To be done:
Repeat every one of the entries below, line for line, without changing a single character.

Recorded data:
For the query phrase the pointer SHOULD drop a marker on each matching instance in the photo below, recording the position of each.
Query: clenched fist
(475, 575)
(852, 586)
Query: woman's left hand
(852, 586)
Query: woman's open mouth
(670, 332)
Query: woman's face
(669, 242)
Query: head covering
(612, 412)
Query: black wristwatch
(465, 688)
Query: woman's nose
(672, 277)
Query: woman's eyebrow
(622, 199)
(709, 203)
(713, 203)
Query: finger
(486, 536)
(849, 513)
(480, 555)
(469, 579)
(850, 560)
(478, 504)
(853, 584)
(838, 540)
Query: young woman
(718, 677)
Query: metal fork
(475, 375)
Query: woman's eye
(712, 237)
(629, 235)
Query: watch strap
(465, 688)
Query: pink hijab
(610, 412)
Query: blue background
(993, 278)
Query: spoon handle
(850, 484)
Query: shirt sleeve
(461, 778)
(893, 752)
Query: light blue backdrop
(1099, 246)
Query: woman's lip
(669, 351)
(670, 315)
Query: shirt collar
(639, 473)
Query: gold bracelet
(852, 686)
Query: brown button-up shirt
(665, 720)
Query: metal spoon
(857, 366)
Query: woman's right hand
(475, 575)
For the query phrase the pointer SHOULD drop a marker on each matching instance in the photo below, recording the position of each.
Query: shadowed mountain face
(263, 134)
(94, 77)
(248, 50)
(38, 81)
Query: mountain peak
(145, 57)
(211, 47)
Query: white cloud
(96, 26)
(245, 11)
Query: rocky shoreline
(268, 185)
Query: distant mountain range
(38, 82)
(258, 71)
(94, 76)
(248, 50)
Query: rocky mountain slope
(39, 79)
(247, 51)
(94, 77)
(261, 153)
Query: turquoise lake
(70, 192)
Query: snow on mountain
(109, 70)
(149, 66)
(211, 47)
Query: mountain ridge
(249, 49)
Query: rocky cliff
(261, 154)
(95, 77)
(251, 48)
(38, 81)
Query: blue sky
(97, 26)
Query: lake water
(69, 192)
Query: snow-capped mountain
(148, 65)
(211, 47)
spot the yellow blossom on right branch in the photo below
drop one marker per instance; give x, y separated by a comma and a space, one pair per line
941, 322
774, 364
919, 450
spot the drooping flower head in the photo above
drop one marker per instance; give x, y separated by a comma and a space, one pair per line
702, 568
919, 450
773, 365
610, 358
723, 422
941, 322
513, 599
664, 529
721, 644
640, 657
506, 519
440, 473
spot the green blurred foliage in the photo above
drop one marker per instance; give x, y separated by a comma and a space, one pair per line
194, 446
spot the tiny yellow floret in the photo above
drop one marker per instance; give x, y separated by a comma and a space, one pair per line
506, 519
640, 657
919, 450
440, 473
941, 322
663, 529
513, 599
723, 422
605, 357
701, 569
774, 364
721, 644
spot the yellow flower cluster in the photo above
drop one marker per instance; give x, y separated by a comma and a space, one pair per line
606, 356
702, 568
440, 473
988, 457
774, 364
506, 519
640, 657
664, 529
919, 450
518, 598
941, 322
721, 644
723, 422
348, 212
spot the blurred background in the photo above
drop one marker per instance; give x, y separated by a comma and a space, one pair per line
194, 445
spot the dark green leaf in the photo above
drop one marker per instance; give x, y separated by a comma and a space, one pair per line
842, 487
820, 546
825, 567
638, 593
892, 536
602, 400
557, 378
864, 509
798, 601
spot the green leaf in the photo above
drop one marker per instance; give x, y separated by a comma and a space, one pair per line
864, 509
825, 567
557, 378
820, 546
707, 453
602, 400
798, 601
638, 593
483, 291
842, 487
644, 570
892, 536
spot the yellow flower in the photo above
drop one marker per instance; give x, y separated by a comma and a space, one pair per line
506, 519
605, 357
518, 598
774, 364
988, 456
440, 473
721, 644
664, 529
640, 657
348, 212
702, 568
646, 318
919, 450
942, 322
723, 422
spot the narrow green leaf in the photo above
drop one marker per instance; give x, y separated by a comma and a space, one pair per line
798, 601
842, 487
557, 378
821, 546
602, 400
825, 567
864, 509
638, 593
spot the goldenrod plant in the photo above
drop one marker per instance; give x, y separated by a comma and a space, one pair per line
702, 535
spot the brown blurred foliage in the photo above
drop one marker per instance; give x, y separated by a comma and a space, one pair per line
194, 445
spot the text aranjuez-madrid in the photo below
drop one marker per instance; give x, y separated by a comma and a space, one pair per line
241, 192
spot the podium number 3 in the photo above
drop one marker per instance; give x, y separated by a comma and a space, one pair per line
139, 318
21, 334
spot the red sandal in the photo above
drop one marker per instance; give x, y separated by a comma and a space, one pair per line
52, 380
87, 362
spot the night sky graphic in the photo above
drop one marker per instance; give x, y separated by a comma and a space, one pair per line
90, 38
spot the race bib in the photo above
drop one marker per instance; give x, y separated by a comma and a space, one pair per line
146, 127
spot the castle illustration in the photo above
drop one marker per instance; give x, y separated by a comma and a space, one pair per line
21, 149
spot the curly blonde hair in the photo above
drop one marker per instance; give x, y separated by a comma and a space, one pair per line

Answer to the task:
For the query phrase the pointer SHOULD drop a marker on each matching instance in the photo below, recording the position of each.
Query: clenched fist
(475, 575)
(852, 586)
Query: woman's left hand
(852, 586)
Query: woman's open mouth
(670, 332)
Query: woman's face
(669, 242)
Query: head covering
(612, 412)
Query: black wristwatch
(465, 688)
Query: woman's nose
(672, 277)
Query: woman's eyebrow
(622, 199)
(709, 203)
(713, 203)
Query: finger
(486, 536)
(849, 513)
(480, 555)
(469, 579)
(850, 560)
(478, 504)
(853, 584)
(838, 540)
Query: young woman
(718, 677)
Query: metal fork
(475, 375)
Query: woman's eye
(712, 237)
(629, 235)
Query: watch strap
(465, 688)
Query: pink hijab
(610, 412)
Query: blue background
(993, 278)
Query: spoon handle
(850, 484)
Query: shirt sleeve
(461, 778)
(893, 752)
Query: light blue backdrop
(1099, 246)
Query: woman's lip
(669, 351)
(670, 315)
Query: shirt collar
(639, 473)
Query: gold bracelet
(852, 686)
Query: brown button-up shirt
(665, 720)
Query: metal spoon
(857, 366)
Query: woman's right hand
(475, 575)
For the query phrase the pointer SHOULD drop a marker on each matching instance in the photo below, recording the position of each.
Query: shadowed mountain face
(263, 134)
(94, 77)
(248, 50)
(38, 81)
Query: mountain peak
(145, 57)
(211, 47)
Query: white cloud
(96, 26)
(245, 11)
Query: rocky shoreline
(268, 185)
Query: distant mountain range
(38, 82)
(258, 71)
(94, 76)
(248, 50)
Query: rocky mountain slope
(39, 79)
(247, 51)
(94, 77)
(261, 153)
Query: turquoise lake
(70, 192)
Query: snow on mountain
(109, 70)
(149, 66)
(211, 47)
Query: mountain ridge
(249, 49)
Query: rocky cliff
(261, 154)
(95, 77)
(251, 48)
(38, 81)
Query: blue sky
(97, 26)
Query: lake water
(69, 192)
Query: snow-capped mountain
(148, 65)
(211, 47)
spot the yellow blossom on right branch in the photo below
drop one marker per instance; give x, y separated by a comma and a space, one pair per line
941, 322
774, 364
919, 450
spot the drooping flower head in the photo above
drop one marker per instance; give x, y separated by a comma and a space, one pair per line
702, 568
919, 450
773, 365
610, 358
723, 422
941, 322
513, 599
664, 529
721, 644
640, 657
506, 519
440, 473
spot the green blurred foliage in the photo above
drop one marker per instance; give x, y separated by a comma and a space, one pair per line
194, 446
spot the tiny yellow floret in the photo above
drop one marker per instance; give x, y separated by a comma and a space, one pair per line
506, 519
640, 657
919, 450
440, 473
941, 322
663, 529
513, 599
723, 422
605, 357
701, 569
774, 364
721, 644
spot the yellow flower cluster in the photo above
drop one marker per instance; give x, y separated by a comma and a space, one pair per line
606, 356
702, 568
440, 473
988, 457
774, 364
506, 519
640, 657
664, 529
919, 450
518, 598
941, 322
721, 644
723, 422
348, 212
spot the blurred background in the photo above
drop one marker per instance; give x, y separated by a comma and a space, one pair per line
194, 445
spot the dark green leaf in the photo above
drop one marker per instance; give x, y separated by a comma and a space, one pair per line
842, 487
820, 546
825, 567
638, 593
892, 536
602, 400
557, 378
864, 509
798, 601
spot the green leaf in the photo above
drop one marker per instance; give x, y separated by a comma and a space, one pair per line
864, 509
825, 567
557, 378
820, 546
707, 453
602, 400
798, 601
638, 593
483, 291
842, 487
644, 570
892, 536
spot the yellow flower in the photo above
drop one marker per instance; give x, y separated by a comma and a space, one pair per line
506, 519
605, 357
518, 598
774, 364
988, 456
440, 473
721, 644
664, 529
640, 657
348, 212
702, 568
646, 318
919, 450
942, 322
723, 422
spot the narrow green leaf in the photo above
drop one marker per instance; give x, y separated by a comma and a space, one pair per line
798, 601
842, 487
557, 378
821, 546
602, 400
825, 567
864, 509
638, 593
spot the goldenrod plant in the photo above
drop one marker per instance; give x, y separated by a comma and a space, one pair per line
702, 535
spot the brown blurred foliage in the photo above
drop one marker per instance; give x, y separated by a comma and a space, one pair per line
194, 445
spot the text aranjuez-madrid in the photo below
drop one marker per instance; give x, y separated by a comma and a space, one pair per line
241, 192
spot the podium number 3 in the photo above
drop one marker per instance; give x, y separated by a comma and a space, one pair per line
139, 318
21, 334
spot the red sandal in the photo above
drop one marker per instance; give x, y separated by a comma and a space, one pair per line
52, 380
87, 362
spot the night sky graphic in the photo above
drop one marker per instance; give x, y separated by a comma and a space, one pair per line
90, 38
spot the race bib in the photo above
drop one marker per instance; give x, y separated by a comma and a space, one pair per line
146, 127
spot the castle illustration in the photo above
drop one marker per instance; give x, y separated by a comma and a space, one pair per line
21, 149
spot the curly blonde hair in the photo above
drop one marker per instance; give x, y separated by a comma and a space, one pair per line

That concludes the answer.